SET TASK → Return each line of the listing below that contains the word "door". Letter case counts.

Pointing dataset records
^^^^^^^^
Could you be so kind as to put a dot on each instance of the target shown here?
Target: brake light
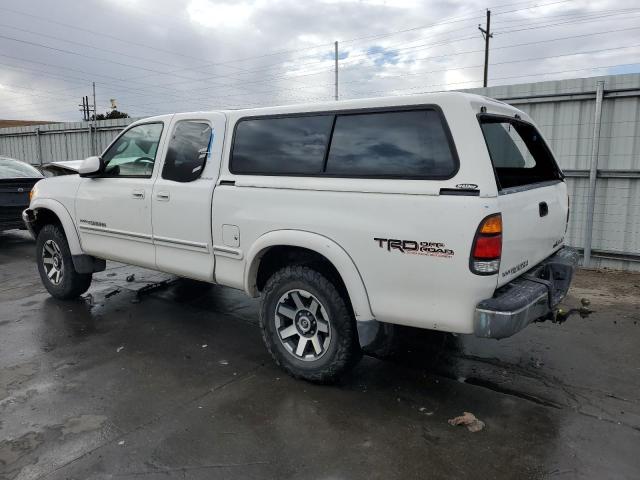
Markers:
(487, 246)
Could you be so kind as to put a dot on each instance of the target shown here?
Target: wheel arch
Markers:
(321, 245)
(45, 210)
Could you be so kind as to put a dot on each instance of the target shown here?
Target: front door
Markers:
(113, 211)
(182, 195)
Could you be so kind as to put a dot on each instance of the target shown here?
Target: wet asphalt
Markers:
(133, 381)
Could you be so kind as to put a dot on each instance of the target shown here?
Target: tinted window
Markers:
(10, 168)
(405, 144)
(134, 152)
(518, 152)
(188, 150)
(294, 145)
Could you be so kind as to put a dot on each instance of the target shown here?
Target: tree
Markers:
(111, 114)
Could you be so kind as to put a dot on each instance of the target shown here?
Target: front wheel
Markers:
(55, 265)
(307, 325)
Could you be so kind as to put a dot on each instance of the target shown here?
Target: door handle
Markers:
(543, 208)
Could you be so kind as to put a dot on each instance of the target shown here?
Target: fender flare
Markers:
(326, 247)
(65, 219)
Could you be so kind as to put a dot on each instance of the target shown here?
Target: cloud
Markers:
(160, 56)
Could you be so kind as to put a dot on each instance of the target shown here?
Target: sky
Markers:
(163, 56)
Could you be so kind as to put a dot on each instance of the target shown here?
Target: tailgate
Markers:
(532, 193)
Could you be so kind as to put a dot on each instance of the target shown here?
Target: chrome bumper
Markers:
(529, 298)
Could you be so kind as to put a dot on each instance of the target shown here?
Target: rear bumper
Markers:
(529, 298)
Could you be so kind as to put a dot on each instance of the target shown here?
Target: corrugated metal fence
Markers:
(564, 110)
(566, 113)
(59, 141)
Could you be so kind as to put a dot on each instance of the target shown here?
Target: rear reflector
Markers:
(487, 246)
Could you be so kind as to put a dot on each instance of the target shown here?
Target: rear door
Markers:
(182, 195)
(532, 194)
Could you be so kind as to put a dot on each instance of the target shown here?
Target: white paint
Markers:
^^^^^^^^
SOLUTION TO THIS EXERCISE →
Target: front door
Target: door handle
Target: rear door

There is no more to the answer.